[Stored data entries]
+ + + +

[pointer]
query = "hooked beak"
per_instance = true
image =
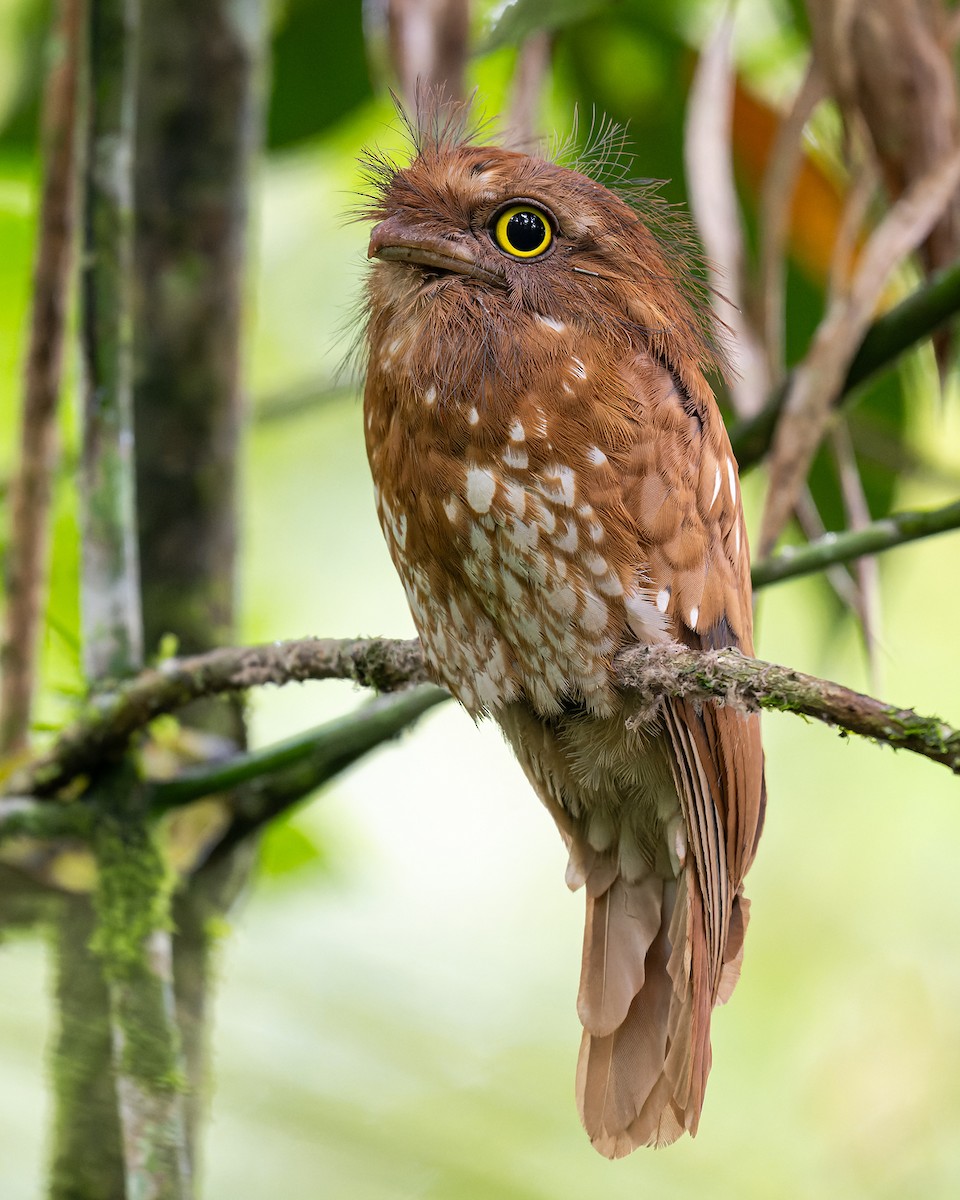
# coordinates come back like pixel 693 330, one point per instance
pixel 395 241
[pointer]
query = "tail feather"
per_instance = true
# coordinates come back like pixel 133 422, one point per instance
pixel 641 1081
pixel 621 925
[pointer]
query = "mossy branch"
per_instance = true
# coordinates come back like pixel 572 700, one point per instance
pixel 724 676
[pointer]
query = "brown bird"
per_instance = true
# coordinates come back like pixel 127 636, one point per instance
pixel 555 484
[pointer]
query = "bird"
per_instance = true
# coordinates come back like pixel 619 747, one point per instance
pixel 555 485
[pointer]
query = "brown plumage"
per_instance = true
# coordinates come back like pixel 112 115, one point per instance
pixel 555 483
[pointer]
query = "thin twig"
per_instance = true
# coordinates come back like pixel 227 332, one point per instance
pixel 532 69
pixel 111 609
pixel 34 481
pixel 897 529
pixel 924 311
pixel 390 665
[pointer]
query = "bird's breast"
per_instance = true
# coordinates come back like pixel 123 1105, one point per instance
pixel 507 527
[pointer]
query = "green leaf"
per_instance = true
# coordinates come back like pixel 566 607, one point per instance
pixel 517 19
pixel 319 71
pixel 287 849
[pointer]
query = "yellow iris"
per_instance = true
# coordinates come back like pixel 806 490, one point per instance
pixel 522 231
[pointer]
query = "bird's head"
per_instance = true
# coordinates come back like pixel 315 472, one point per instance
pixel 477 228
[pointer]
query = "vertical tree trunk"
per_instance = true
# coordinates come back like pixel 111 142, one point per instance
pixel 198 124
pixel 87 1161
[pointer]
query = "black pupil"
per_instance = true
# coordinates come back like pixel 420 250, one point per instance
pixel 526 231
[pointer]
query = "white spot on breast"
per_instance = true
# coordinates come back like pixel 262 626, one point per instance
pixel 551 323
pixel 480 487
pixel 645 618
pixel 480 544
pixel 545 517
pixel 563 600
pixel 516 498
pixel 562 485
pixel 610 586
pixel 515 457
pixel 595 613
pixel 513 591
pixel 570 539
pixel 523 537
pixel 715 486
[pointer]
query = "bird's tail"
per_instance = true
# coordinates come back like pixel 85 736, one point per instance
pixel 645 1002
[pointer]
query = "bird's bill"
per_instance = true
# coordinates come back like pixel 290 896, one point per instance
pixel 394 241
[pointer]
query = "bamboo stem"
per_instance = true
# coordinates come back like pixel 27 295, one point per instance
pixel 111 610
pixel 30 501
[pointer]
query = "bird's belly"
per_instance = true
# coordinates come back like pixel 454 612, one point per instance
pixel 503 615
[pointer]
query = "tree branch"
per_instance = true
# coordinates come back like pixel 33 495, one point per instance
pixel 724 676
pixel 897 529
pixel 298 765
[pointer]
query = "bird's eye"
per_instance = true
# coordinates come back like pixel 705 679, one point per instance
pixel 522 232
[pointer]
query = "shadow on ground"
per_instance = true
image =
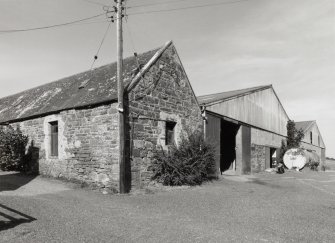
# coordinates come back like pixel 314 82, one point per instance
pixel 10 218
pixel 11 181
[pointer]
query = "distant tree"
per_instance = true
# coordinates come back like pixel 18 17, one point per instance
pixel 294 138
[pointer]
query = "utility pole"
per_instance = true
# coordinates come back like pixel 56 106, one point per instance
pixel 120 89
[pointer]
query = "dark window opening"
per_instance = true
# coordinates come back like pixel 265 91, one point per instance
pixel 169 129
pixel 54 138
pixel 319 140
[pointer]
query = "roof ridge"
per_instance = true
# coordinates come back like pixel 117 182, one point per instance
pixel 255 87
pixel 78 74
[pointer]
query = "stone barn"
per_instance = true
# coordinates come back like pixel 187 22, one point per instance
pixel 312 140
pixel 247 128
pixel 73 126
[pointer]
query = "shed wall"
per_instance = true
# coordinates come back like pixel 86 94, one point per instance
pixel 261 109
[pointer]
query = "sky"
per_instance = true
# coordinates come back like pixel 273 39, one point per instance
pixel 289 44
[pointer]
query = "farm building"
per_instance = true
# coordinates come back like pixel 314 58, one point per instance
pixel 312 140
pixel 73 126
pixel 247 128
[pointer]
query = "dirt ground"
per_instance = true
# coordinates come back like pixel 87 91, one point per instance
pixel 292 207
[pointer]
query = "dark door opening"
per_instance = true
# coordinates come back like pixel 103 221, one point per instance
pixel 273 157
pixel 228 145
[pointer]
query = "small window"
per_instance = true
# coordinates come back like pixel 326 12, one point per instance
pixel 318 140
pixel 169 136
pixel 54 138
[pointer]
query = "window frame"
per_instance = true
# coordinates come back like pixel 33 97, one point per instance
pixel 54 139
pixel 170 132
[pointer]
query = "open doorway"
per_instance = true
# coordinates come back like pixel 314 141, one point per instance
pixel 228 145
pixel 273 157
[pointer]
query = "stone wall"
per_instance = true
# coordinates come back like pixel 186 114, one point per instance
pixel 87 149
pixel 88 138
pixel 164 95
pixel 258 159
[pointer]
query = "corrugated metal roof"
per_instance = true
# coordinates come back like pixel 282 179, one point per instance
pixel 211 98
pixel 304 125
pixel 84 89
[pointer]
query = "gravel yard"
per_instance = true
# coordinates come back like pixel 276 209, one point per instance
pixel 292 207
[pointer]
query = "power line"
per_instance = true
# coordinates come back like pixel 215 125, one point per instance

+ + + +

▶ [Set problem]
Return the rows word for word, beginning at their very first line and continuing through the line with "pixel 715 486". Both ends are included, and the pictures are left out.

▶ [Solution for this task]
[pointer]
query = "hooked beak"
per_instance = true
image =
# coordinates come back like pixel 693 330, one point per instance
pixel 395 241
[pointer]
query = "tail feather"
per_instance = true
# coordinates come back like pixel 133 422, one point per instance
pixel 641 1081
pixel 621 925
[pointer]
query = "mossy branch"
per_instance = true
# coordinates come back like pixel 572 700, one point per instance
pixel 724 676
[pointer]
query = "brown bird"
per_instance = true
# coordinates come back like pixel 127 636, one point per instance
pixel 555 484
[pointer]
query = "bird"
per_instance = true
# coordinates come back like pixel 619 747, one point per instance
pixel 555 485
[pointer]
query = "brown plumage"
per_instance = true
# coordinates come back like pixel 112 115, one point per instance
pixel 555 483
[pointer]
query = "thin twig"
per_instance = true
# coordinates come back like pixel 227 332, one point per instance
pixel 532 69
pixel 111 609
pixel 34 481
pixel 897 529
pixel 924 311
pixel 390 665
[pointer]
query = "bird's breast"
per_instance = true
# coordinates come back like pixel 123 1105, one point per instance
pixel 507 527
[pointer]
query = "green leaf"
per_instance = true
# coordinates come back like pixel 566 607, one point per instance
pixel 517 19
pixel 319 71
pixel 287 849
[pointer]
query = "yellow iris"
per_instance = true
# coordinates come back like pixel 806 490, one point per instance
pixel 522 231
[pointer]
query = "bird's head"
per_instance = true
# coordinates come back like pixel 315 472, one point per instance
pixel 477 228
[pointer]
query = "vertical tree trunk"
per_instance = true
# coordinates come back like pixel 111 142, one point per instance
pixel 198 124
pixel 87 1161
[pointer]
query = "black pupil"
per_instance = true
# coordinates come back like pixel 420 250, one point per instance
pixel 526 231
[pointer]
query = "white spot on breast"
per_instance = true
# coordinates come back like pixel 262 626, one point per instance
pixel 551 323
pixel 480 487
pixel 645 618
pixel 480 544
pixel 545 517
pixel 563 600
pixel 516 498
pixel 562 485
pixel 610 586
pixel 515 457
pixel 595 613
pixel 513 591
pixel 570 539
pixel 523 537
pixel 715 486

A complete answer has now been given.